» Work required: Quote the whole listing word for word. Do not include the pictures.

[Data under study — start]

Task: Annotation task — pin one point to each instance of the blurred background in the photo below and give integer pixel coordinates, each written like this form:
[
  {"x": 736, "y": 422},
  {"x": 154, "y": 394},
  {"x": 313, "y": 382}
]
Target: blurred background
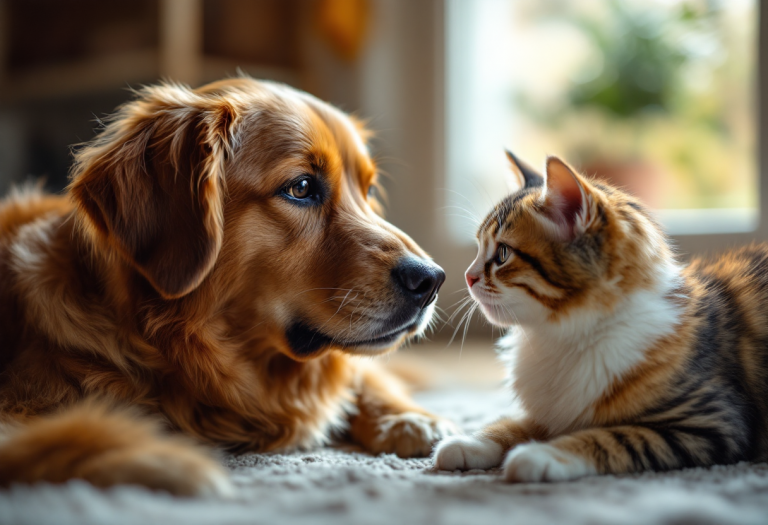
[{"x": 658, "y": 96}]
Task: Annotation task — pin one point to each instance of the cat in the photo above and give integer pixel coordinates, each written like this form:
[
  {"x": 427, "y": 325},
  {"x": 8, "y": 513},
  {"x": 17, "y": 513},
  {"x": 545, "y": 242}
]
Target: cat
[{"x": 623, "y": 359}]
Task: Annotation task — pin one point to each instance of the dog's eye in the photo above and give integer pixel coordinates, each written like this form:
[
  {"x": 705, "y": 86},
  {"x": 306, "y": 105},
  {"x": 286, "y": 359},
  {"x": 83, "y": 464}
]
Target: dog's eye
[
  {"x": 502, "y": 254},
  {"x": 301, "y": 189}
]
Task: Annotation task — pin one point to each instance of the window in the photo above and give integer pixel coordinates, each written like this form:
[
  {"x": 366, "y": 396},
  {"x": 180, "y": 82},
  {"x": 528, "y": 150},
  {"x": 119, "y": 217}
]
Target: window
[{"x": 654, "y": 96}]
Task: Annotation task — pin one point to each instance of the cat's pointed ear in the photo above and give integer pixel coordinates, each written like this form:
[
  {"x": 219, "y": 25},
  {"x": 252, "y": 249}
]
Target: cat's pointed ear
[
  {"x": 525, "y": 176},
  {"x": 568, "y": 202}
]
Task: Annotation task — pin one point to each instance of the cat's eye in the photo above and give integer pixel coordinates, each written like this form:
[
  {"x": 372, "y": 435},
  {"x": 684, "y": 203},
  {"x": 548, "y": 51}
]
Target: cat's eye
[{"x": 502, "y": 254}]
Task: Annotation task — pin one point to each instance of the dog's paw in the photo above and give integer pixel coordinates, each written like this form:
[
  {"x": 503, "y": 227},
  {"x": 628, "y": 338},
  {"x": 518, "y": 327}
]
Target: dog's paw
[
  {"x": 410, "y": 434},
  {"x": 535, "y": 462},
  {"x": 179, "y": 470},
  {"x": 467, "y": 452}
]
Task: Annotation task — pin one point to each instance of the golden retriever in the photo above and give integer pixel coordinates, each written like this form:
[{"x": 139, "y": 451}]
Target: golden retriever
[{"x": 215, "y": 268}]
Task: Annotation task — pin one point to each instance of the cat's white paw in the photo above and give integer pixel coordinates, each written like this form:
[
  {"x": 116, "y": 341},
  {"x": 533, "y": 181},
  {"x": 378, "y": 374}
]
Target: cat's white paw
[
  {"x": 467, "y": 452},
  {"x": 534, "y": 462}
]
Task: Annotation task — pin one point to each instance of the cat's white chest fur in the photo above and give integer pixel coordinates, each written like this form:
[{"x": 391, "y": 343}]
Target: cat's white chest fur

[Data under study — finish]

» Exercise answer:
Task: Annotation task — pin one point to each instance of the blurred background in the photo below and give integer pixel coordinates, each written like this form:
[
  {"x": 736, "y": 422},
  {"x": 154, "y": 394},
  {"x": 313, "y": 382}
]
Target: blurred background
[{"x": 658, "y": 96}]
Task: Annotation task — pin one point to each instance of the cat in the photo above and give integer pixel coordinates, each written like this form:
[
  {"x": 427, "y": 325},
  {"x": 8, "y": 513},
  {"x": 17, "y": 513},
  {"x": 545, "y": 242}
]
Target: cat
[{"x": 623, "y": 359}]
Task: Annotation task — pin one point to each instance of the dog's eye in the photo above and give integer pixel coordinates, each written like this form:
[
  {"x": 705, "y": 86},
  {"x": 306, "y": 105},
  {"x": 286, "y": 359},
  {"x": 83, "y": 464}
]
Target: dog's eye
[
  {"x": 502, "y": 254},
  {"x": 301, "y": 189}
]
Task: Annotation task — pin one point to each instance of the window in the photo above and give integer pixel coordinates, each written like this form:
[
  {"x": 366, "y": 396},
  {"x": 180, "y": 82},
  {"x": 528, "y": 150},
  {"x": 119, "y": 217}
]
Target: window
[{"x": 654, "y": 96}]
Task: Annotation task — pin one point to each instance of the cat's pointed ear in the photo above and give integer pixel coordinates, each written like this form:
[
  {"x": 219, "y": 25},
  {"x": 252, "y": 249}
]
Target: cat's pointed ear
[
  {"x": 525, "y": 176},
  {"x": 568, "y": 202}
]
Task: Annotation task — pin one point to each instance of the cat's eye in the photo above and give integer pixel coordinates, each written like this form:
[
  {"x": 372, "y": 435},
  {"x": 684, "y": 203},
  {"x": 548, "y": 51}
]
Target: cat's eye
[{"x": 502, "y": 254}]
Task: Annotation task — pin one point to each instance of the dog's paw in the photo above and give integer pixel coordinates, each written like this form:
[
  {"x": 503, "y": 227},
  {"x": 628, "y": 338},
  {"x": 518, "y": 327}
]
Target: dog's paw
[
  {"x": 410, "y": 434},
  {"x": 535, "y": 462},
  {"x": 179, "y": 470},
  {"x": 467, "y": 452}
]
Task: Annotation task — pin one point to each instance of the golden retriever in the photo above and give integer pixel coordinates, each written like this form:
[{"x": 139, "y": 451}]
Target: golden retriever
[{"x": 215, "y": 268}]
Task: Annotation task — pin one point to each instance of the cat's white paw in the photo above and give integer pixel coordinates, each written like this form:
[
  {"x": 116, "y": 341},
  {"x": 533, "y": 181},
  {"x": 378, "y": 374}
]
Target: cat's white paw
[
  {"x": 467, "y": 452},
  {"x": 534, "y": 462}
]
Task: Annotation task — pin one point to each instance of the cat's white chest fur in the photo above and give integer pixel coordinates, each written like this form:
[{"x": 391, "y": 343}]
Target: cat's white chest fur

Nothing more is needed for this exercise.